— Begin Excerpt provided —

Pasadena, CA - In a show of technological wizardry, the robotic explorer Curiosity blazed through the pink skies of Mars, steering itself to a gentle landing inside a giant crater for the most ambitious dig yet into the red planet’s past.

Cheers and applause echoed through the NASA Jet Propulsion Laboratory late Sunday after the most high-tech interplanetary rover ever built signaled it had survived a harrowing plunge through the thin Mars atmosphere.

“Touchdown confirmed,” said engineer Allen Chen. “We’re safe on Mars.”

Minutes after the landing signal reached Earth at 10:32 p.m. PDT, Curiosity beamed back the first black-and-white pictures from inside the crater showing its wheel and its shadow, cast by the afternoon sun.

“We landed in a nice flat spot. Beautiful, really beautiful,” said engineer Adam Steltzner, who led the team that devised the tricky landing routine.

It was NASA’s seventh landing on Earth’s neighbor; many other attempts by the U.S. and other countries to zip past, circle or set down on Mars have gone awry.

— End Excerpt provided —
— Begin Records provided —

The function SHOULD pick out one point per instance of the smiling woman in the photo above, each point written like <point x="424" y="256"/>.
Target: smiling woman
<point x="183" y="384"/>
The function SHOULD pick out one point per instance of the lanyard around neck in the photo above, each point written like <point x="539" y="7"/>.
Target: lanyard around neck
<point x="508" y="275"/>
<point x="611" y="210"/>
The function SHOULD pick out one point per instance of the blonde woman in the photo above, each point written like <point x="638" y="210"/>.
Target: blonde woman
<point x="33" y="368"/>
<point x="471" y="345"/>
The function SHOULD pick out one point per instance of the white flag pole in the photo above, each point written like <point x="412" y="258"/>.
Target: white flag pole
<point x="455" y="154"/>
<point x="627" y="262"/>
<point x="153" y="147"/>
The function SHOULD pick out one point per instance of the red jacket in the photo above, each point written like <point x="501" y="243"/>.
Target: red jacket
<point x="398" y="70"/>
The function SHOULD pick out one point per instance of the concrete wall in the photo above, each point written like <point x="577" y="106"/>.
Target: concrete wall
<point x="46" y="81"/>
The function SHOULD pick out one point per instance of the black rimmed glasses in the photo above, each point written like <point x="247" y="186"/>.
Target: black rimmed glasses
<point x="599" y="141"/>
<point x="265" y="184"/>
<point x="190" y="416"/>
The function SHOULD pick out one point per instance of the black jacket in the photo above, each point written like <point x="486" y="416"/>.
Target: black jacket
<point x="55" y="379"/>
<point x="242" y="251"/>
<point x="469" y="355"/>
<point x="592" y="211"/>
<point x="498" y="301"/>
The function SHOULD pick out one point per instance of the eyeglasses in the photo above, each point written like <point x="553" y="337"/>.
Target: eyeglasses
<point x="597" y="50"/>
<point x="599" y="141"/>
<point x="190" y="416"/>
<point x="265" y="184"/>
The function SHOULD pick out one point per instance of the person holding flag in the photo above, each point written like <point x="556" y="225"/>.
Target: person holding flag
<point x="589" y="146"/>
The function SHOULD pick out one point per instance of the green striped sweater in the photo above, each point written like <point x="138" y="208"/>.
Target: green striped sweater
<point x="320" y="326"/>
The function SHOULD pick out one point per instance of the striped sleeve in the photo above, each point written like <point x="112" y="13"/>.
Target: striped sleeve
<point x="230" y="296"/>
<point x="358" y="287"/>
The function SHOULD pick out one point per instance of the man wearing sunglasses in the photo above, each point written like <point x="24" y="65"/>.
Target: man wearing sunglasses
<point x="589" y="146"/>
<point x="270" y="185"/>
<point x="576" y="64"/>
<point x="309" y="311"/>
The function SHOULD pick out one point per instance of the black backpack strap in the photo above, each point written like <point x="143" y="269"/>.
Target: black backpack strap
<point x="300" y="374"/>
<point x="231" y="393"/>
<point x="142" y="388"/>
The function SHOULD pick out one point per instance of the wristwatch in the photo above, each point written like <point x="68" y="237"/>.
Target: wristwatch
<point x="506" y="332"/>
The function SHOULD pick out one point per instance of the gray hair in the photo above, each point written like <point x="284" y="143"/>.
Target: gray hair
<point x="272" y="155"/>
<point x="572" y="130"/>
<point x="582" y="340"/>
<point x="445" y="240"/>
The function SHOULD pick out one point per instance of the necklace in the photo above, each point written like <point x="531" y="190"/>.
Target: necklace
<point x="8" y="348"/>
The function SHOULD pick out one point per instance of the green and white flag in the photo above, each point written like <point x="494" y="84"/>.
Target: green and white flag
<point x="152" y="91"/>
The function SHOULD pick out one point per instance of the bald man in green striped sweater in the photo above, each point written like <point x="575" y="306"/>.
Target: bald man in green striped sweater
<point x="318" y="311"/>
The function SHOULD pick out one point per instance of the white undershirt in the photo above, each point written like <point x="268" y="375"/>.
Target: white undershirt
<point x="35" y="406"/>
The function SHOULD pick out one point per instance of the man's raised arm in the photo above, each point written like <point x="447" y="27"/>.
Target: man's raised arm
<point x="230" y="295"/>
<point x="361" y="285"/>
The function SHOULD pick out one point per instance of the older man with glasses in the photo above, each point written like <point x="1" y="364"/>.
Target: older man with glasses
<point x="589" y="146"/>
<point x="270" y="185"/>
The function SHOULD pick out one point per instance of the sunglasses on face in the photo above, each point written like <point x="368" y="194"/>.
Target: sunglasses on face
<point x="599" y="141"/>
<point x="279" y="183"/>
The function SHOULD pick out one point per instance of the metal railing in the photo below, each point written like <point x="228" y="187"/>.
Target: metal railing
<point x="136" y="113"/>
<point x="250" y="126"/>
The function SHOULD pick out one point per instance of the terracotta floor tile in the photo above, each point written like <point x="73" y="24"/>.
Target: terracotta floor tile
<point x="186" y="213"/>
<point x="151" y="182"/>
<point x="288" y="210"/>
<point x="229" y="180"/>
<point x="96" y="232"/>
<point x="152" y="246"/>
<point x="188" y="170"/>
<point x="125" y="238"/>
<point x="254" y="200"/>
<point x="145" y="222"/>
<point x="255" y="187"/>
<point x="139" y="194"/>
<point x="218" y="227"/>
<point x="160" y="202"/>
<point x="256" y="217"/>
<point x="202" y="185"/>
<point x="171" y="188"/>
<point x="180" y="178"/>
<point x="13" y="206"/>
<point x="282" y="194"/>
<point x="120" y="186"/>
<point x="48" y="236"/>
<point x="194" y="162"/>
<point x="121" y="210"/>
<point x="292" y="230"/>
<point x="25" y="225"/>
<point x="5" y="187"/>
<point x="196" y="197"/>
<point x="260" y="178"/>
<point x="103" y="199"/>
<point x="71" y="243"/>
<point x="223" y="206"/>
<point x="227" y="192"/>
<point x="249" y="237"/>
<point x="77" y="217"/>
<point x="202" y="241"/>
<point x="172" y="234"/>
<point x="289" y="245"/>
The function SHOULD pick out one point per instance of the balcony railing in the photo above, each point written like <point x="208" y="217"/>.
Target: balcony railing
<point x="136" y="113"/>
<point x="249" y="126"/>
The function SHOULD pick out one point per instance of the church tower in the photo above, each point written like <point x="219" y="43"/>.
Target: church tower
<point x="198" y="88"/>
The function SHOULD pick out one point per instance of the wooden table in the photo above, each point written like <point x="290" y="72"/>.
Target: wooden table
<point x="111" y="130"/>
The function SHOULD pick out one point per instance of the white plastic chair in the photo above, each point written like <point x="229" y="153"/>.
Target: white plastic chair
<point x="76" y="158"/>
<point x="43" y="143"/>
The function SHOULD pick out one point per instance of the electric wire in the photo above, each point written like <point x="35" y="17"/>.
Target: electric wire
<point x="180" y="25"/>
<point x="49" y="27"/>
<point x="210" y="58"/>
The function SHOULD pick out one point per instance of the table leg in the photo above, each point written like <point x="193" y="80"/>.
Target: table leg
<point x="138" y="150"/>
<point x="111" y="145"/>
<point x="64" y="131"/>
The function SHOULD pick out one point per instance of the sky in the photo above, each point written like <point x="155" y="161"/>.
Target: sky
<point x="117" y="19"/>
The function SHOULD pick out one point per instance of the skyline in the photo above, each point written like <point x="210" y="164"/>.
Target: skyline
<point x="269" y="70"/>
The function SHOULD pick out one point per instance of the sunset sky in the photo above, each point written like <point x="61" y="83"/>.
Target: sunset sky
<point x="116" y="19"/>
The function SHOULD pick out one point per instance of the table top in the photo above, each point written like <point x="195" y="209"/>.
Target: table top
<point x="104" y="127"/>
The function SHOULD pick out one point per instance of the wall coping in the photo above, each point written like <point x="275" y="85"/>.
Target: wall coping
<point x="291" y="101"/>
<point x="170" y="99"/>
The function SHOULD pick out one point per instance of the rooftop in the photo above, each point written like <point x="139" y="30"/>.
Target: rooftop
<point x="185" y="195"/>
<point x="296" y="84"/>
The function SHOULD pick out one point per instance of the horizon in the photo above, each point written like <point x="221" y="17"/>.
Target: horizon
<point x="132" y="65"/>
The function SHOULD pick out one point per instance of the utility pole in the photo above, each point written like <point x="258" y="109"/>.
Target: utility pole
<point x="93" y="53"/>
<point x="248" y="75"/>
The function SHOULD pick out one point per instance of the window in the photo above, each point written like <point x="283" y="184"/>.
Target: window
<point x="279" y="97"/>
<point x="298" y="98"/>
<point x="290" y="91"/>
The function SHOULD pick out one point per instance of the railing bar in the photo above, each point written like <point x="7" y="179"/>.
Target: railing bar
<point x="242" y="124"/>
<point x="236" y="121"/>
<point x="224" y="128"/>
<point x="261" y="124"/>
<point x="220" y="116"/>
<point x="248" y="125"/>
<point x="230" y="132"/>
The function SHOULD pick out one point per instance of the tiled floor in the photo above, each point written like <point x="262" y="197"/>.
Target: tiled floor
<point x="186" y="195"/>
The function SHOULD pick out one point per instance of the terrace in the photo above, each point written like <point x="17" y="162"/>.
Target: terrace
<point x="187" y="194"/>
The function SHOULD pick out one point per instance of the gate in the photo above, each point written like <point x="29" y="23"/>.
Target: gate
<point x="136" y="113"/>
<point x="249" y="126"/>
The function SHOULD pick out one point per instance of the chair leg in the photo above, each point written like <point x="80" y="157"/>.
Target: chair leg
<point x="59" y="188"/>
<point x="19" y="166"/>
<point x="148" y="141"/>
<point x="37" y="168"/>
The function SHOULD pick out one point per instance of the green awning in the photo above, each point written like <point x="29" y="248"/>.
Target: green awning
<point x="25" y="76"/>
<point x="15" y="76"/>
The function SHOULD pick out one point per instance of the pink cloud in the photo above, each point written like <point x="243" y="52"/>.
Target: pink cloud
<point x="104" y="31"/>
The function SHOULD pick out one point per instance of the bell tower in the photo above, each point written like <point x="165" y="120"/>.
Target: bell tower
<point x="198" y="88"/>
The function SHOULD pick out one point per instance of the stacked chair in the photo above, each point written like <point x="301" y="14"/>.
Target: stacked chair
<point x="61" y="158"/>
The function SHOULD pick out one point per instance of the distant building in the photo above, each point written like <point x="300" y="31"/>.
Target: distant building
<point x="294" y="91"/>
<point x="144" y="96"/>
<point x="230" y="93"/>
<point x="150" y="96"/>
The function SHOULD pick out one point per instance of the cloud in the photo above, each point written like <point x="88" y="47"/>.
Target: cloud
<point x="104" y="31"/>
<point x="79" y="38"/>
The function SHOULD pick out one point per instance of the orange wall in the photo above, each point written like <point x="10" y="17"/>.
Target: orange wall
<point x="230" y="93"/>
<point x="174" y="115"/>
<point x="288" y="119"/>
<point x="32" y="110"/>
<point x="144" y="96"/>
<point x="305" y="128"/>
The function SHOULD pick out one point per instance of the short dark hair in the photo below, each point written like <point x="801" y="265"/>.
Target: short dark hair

— End Records provided —

• [What this task involves]
Using the report on Curiosity's landing, answer these:
1. Which engineer said "Touchdown confirmed"?
2. At what time did the landing signal reach Earth?
3. Which of NASA's landings on Mars was this one?
The records were gathered separately from this text and are unrelated to it.

• [Exercise solution]
1. Allen Chen
2. 10:32 p.m. PDT
3. The seventh